> AIM OF THE TASK
Where the string "each" occurs in a line of the entries below, copy that line.
———
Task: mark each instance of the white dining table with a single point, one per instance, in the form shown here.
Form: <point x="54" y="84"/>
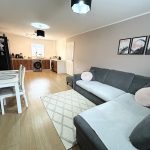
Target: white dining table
<point x="10" y="78"/>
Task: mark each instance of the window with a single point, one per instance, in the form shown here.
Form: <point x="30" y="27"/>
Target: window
<point x="37" y="50"/>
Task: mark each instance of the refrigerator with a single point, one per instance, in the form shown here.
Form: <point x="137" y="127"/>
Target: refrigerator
<point x="5" y="62"/>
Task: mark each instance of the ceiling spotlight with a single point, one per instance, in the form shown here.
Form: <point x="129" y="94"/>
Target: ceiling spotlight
<point x="81" y="6"/>
<point x="41" y="26"/>
<point x="40" y="33"/>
———
> WRITTEN REPLY
Task: mark each instance of the white dining table with a single point, one per instance, in the form shown here.
Task: mark each instance of the window with a single point, one per instance, in the form shown here.
Task: mark each instance of the refrigerator with a single point, one per instance, in the form shown here.
Task: mark each instance of the ceiling spotlight with a single point, one per instance, in the form shown here.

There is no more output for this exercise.